» **Passage**:
Baby Tooth Care
Healthy teeth are important to your baby's overall health. Teeth help your baby chew food and form words and sounds when speaking. They also affect the way your baby's jaw grows.
Every baby is different. Generally, the 2 front teeth start to appear between 4 and 7 months of age. Teething is usually painless, but it can make some babies uncomfortable and fussy. Giving your baby a cold teething ring or a cold washcloth to chew or suck on may help. Teething does not cause a fever. If your baby has a fever, you should talk to your doctor.
Start cleaning your baby's teeth twice a day as soon as the first tooth appears. Until your child is 1 year old, you can use a wet wash cloth or gauze to clean your baby's teeth and gums. At about a 1 year to 18 months of age, you should start using a soft baby toothbrush and a small dab of toothpaste that does not have fluoride in it. This type of toothpaste is safe for your baby to swallow.

» **Extracted records**:
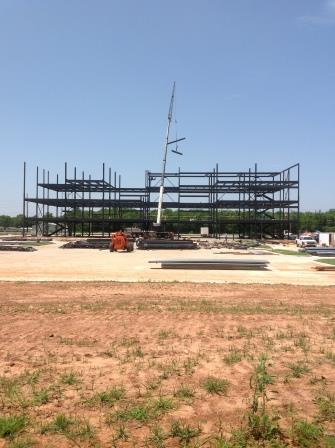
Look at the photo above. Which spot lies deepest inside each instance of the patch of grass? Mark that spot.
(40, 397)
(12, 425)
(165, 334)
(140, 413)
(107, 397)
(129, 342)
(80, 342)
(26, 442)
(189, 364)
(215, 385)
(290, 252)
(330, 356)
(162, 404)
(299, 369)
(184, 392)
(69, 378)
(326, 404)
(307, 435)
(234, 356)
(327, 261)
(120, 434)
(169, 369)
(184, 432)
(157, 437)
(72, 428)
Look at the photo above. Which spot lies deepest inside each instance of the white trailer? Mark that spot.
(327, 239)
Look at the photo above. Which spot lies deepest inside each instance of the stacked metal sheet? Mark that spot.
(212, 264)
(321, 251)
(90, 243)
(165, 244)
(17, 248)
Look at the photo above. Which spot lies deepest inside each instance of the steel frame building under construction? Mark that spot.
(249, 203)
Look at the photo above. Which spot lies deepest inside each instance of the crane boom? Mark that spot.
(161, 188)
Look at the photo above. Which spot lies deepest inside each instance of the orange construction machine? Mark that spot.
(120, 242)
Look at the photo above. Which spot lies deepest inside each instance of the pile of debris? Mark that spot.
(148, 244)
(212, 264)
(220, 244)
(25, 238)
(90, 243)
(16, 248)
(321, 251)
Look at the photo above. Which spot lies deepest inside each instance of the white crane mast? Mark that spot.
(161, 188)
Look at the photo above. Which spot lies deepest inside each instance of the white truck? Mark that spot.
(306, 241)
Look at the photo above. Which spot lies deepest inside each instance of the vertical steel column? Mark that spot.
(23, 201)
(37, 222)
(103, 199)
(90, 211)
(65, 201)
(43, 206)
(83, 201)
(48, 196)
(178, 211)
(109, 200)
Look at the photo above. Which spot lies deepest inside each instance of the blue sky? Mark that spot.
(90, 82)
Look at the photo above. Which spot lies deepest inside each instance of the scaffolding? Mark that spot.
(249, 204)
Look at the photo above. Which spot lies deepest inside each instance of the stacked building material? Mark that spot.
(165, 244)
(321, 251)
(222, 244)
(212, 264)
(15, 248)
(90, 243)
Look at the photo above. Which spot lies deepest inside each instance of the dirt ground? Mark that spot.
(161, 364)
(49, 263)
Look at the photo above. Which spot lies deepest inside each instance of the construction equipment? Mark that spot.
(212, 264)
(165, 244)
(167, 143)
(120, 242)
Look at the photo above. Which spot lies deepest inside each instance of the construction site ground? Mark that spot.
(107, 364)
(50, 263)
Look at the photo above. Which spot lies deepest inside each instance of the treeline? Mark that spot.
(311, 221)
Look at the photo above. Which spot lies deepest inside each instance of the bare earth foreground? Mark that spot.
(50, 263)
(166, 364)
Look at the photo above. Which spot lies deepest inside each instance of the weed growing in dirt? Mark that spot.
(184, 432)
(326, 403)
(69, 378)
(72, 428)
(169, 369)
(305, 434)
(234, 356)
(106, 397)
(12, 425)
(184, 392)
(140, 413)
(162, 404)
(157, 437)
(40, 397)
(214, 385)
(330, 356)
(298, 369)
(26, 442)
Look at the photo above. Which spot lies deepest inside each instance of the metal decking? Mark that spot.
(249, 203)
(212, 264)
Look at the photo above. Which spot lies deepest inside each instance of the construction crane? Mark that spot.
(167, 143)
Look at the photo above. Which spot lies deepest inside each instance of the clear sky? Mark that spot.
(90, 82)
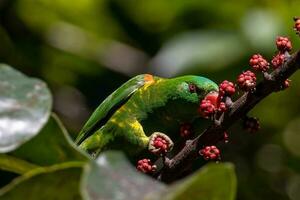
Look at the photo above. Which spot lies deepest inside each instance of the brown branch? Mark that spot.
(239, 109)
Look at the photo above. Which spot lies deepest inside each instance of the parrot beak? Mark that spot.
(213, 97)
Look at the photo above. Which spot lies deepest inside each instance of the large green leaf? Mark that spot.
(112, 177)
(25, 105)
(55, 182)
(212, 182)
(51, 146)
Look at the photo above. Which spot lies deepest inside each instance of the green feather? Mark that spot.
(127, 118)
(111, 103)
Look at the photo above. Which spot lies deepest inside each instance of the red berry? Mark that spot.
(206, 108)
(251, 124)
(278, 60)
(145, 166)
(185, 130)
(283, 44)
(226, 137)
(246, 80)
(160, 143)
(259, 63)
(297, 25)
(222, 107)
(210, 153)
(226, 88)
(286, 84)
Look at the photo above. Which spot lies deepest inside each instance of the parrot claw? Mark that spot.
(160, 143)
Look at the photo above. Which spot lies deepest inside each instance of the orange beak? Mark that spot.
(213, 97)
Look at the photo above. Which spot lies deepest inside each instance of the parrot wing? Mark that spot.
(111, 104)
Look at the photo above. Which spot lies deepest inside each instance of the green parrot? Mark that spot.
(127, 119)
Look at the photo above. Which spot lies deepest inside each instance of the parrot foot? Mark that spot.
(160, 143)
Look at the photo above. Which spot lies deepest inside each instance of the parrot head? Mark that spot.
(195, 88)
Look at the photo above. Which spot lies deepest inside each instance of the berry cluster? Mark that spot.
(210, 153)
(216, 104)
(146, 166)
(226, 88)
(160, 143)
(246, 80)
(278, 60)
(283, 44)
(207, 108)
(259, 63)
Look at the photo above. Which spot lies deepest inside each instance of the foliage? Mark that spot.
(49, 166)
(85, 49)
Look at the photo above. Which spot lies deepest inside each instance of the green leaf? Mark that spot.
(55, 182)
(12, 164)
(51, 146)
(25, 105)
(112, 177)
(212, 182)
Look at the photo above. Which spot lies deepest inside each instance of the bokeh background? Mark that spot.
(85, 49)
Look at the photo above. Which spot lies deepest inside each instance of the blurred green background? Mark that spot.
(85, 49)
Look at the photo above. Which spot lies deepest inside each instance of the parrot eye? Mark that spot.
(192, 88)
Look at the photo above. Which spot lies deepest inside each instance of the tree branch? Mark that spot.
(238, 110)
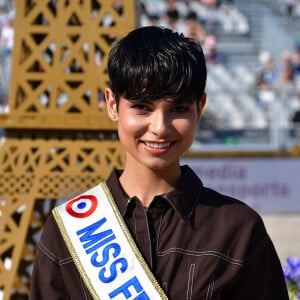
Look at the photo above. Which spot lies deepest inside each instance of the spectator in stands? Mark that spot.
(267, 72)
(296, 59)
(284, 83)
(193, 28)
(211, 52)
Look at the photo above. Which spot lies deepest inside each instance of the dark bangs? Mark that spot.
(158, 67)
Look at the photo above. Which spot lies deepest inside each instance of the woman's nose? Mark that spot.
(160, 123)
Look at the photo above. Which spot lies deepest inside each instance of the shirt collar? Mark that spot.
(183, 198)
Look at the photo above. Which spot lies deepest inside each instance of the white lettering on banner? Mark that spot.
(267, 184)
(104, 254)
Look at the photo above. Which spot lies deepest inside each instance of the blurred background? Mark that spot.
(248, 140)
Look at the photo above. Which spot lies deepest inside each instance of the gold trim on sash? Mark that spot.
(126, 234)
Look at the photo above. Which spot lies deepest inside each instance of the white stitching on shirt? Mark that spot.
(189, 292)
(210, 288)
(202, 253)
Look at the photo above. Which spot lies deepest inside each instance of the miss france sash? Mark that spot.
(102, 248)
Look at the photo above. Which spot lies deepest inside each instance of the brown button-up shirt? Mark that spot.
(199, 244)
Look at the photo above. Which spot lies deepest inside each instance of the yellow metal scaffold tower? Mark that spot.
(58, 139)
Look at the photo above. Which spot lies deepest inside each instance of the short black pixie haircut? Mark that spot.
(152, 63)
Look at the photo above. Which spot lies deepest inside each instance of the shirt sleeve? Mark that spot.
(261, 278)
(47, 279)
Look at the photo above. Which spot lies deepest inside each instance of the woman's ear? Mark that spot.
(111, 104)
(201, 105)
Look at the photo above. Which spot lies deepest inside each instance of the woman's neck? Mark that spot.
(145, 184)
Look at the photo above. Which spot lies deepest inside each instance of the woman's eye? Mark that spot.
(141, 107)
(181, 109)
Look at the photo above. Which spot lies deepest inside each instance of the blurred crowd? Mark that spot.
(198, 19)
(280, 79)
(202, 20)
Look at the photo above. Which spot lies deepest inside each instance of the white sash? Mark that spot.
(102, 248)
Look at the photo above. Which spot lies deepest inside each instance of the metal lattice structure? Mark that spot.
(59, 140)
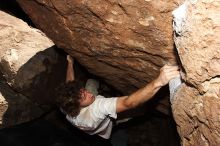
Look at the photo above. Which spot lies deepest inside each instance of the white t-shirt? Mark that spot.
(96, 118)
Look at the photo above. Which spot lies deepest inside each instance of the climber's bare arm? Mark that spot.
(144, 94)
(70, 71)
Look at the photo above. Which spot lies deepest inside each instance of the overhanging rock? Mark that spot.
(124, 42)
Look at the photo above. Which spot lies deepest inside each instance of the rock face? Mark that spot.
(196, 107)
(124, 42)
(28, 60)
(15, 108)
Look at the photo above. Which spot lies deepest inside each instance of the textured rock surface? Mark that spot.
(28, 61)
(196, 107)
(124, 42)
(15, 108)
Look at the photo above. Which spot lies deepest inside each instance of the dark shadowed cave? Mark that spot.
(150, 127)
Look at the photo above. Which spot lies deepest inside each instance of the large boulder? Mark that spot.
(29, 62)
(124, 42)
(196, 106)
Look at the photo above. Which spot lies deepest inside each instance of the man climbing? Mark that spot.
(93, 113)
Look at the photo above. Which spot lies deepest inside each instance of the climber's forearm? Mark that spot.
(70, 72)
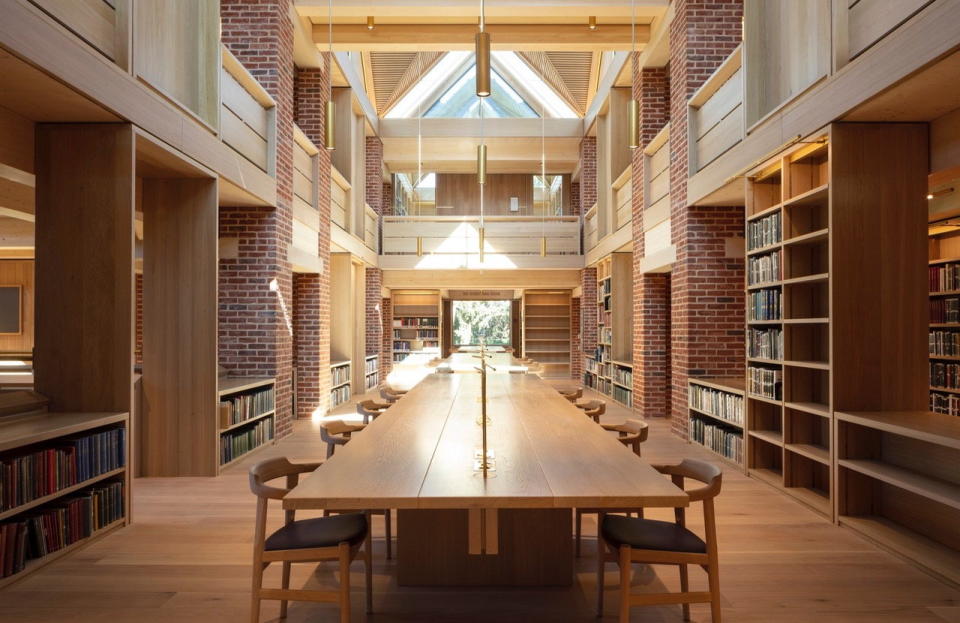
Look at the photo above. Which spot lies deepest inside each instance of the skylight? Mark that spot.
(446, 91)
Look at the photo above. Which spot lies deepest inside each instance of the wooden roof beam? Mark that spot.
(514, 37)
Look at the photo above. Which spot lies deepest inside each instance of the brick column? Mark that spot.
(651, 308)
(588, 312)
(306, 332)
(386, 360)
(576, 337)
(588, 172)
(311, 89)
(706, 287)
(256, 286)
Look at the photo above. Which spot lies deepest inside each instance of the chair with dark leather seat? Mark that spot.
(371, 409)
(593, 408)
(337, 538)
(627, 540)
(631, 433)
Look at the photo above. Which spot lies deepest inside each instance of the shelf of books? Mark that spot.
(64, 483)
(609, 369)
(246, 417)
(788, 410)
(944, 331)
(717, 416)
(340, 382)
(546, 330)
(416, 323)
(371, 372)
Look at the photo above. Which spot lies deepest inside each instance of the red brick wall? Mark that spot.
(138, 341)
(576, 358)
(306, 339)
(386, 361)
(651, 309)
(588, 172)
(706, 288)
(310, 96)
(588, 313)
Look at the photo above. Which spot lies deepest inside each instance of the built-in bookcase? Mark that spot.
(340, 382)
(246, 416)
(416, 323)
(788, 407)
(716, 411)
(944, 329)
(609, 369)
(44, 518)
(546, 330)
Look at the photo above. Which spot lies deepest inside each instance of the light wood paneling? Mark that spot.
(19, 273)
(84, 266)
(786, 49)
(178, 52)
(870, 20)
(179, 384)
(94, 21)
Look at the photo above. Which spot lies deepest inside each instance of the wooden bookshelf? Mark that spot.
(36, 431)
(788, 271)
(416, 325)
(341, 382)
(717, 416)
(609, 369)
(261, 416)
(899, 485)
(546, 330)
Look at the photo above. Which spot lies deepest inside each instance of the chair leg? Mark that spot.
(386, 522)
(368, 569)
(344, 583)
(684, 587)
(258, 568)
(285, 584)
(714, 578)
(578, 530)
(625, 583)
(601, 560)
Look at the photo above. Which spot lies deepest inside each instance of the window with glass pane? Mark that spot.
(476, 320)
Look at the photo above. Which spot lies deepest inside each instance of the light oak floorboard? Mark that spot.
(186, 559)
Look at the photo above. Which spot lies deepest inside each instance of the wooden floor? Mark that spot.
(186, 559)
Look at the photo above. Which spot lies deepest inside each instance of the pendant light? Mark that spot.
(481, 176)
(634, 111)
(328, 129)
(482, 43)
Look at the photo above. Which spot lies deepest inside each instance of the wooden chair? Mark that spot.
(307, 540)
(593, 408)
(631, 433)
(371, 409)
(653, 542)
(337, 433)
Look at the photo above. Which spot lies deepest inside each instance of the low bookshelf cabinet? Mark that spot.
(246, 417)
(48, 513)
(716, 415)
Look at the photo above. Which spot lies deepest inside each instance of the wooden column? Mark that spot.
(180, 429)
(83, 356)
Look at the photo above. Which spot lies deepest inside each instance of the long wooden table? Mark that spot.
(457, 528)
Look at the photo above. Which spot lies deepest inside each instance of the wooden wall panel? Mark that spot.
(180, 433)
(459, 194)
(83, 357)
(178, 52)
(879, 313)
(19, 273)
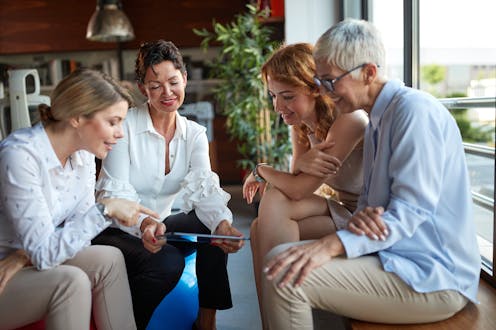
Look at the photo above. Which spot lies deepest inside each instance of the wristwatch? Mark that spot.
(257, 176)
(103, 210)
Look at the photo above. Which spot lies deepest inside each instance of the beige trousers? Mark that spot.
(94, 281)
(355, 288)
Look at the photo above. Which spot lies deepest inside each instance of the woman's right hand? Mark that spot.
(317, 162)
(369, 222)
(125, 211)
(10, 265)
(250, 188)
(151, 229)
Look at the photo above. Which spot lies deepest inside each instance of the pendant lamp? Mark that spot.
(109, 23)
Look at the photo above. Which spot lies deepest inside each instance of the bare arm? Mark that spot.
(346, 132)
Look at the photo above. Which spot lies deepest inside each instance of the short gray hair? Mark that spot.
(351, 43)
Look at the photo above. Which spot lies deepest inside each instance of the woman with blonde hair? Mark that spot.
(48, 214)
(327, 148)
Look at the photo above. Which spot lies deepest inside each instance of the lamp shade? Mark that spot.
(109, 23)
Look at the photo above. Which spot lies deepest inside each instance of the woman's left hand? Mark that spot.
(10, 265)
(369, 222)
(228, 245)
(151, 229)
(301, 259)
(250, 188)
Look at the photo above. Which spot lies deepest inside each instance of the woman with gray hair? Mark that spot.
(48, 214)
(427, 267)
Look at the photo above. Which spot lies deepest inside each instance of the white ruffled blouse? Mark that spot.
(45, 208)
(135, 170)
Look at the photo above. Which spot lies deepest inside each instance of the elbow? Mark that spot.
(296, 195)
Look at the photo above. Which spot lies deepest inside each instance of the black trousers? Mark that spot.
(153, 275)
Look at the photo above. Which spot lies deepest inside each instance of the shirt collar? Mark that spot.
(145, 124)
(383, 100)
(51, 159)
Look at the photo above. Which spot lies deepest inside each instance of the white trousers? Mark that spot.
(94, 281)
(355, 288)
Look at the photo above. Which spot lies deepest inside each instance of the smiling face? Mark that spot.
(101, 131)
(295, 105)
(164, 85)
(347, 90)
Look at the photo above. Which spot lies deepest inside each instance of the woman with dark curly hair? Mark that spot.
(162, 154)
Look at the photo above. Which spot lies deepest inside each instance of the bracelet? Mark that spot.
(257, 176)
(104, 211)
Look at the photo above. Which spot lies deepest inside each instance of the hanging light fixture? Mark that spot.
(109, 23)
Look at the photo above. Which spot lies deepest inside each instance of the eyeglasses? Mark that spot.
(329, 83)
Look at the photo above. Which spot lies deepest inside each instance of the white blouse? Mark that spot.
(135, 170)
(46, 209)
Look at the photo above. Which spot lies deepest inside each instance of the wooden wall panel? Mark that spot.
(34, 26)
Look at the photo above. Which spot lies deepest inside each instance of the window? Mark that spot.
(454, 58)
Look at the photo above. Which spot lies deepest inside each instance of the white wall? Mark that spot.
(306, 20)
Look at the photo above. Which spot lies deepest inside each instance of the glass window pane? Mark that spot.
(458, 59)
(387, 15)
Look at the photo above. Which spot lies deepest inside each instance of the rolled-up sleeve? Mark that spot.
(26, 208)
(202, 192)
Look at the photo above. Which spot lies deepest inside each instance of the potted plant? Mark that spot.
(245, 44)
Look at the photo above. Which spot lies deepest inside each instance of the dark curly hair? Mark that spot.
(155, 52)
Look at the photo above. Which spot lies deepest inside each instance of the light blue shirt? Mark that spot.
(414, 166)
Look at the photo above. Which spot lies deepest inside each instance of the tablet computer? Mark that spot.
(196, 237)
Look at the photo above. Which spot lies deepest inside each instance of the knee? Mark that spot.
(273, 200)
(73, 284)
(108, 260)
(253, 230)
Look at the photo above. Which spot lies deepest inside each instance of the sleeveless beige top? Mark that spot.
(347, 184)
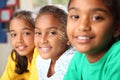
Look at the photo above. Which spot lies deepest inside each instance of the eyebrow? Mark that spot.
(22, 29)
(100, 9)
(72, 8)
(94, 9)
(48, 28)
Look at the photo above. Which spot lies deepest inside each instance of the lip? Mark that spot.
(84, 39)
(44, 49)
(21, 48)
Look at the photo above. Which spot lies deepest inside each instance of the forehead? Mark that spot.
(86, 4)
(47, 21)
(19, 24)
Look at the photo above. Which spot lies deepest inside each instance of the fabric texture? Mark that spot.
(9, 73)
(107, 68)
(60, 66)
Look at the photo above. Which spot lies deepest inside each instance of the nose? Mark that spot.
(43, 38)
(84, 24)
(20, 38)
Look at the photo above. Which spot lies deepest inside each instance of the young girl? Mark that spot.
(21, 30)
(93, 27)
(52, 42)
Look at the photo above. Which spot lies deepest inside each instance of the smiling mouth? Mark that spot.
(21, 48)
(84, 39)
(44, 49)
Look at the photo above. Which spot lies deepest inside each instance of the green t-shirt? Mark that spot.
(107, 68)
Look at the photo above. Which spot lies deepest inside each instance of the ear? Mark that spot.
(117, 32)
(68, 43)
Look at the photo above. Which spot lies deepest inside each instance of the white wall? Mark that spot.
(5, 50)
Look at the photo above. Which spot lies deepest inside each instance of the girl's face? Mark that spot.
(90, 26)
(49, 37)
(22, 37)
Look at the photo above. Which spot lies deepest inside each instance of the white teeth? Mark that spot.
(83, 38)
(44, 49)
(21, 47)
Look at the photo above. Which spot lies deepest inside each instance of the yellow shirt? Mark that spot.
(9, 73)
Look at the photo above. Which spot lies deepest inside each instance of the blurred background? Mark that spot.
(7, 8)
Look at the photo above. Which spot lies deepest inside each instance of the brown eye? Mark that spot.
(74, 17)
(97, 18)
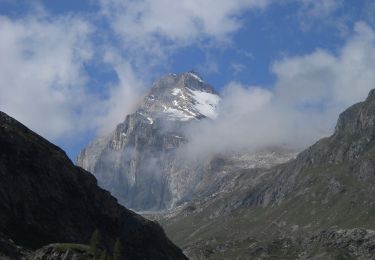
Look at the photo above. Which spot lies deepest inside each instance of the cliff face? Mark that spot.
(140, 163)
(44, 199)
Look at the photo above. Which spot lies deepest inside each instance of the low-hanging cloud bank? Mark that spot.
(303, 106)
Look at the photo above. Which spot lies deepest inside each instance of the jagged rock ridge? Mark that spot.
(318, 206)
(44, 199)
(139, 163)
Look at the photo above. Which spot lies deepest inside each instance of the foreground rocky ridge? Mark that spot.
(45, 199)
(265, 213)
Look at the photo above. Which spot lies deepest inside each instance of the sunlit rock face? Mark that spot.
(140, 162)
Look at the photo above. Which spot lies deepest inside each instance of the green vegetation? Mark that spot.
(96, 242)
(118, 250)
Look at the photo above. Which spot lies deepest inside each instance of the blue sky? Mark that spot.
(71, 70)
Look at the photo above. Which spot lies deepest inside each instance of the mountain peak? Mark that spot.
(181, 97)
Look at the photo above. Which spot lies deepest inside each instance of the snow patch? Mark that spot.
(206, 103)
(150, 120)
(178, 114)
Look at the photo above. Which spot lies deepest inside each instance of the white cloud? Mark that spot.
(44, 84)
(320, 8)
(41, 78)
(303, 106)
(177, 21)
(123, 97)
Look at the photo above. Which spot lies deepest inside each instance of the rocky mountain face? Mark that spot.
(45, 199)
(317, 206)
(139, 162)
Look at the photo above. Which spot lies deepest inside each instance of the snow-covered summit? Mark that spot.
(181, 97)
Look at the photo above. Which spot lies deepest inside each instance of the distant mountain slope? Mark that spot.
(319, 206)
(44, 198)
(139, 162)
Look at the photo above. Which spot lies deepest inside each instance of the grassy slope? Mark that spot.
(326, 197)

» **Questions on the material**:
A) Reproduce the baby tooth care text word for word from "Every baby is" to "baby to swallow.".
B) Carry on the baby tooth care text, beginning after its last sentence.
Nothing in the extracted records is needed for this work.

» **Expected outputs**:
A)
Every baby is different. Generally, the 2 front teeth start to appear between 4 and 7 months of age. Teething is usually painless, but it can make some babies uncomfortable and fussy. Giving your baby a cold teething ring or a cold washcloth to chew or suck on may help. Teething does not cause a fever. If your baby has a fever, you should talk to your doctor.
Start cleaning your baby's teeth twice a day as soon as the first tooth appears. Until your child is 1 year old, you can use a wet wash cloth or gauze to clean your baby's teeth and gums. At about a 1 year to 18 months of age, you should start using a soft baby toothbrush and a small dab of toothpaste that does not have fluoride in it. This type of toothpaste is safe for your baby to swallow.

B)
Be sure to take your baby to a dentist by his or her first birthday, especially if there is a high risk for cavities or any other problems with his or her teeth. It is better for your child to meet the dentist and see the office before he or she has a tooth problem.
Children Tooth Development
Children continually get new teeth from age 3 months to the age 6 years. Most children have a full set of twenty (20) primary teeth by the time they are 3 years old. As a child nears the age 6, the jaw grows making room for the permanent teeth. At the same time, the roots of the baby teeth begin to be resorbed by the tissues around them and the permanent teeth under them begin to erupt.
Primary teeth are just as important as permanent teeth for chewing, speaking and appearance. They also serve as placement holders for the permanent teeth. Primary teeth also provide structure to help shape the child's face.
Creative Dimensions in Dentistry treats children. One of the best ways to keep a child cavity free is with proper home care instruction and with sealants. Sealants have been proven to prevent cavities but they do not replace proper hygiene. Ask Creative Dimensions in Dentistry, your dentist in Castro Valley if sealants are right for your child.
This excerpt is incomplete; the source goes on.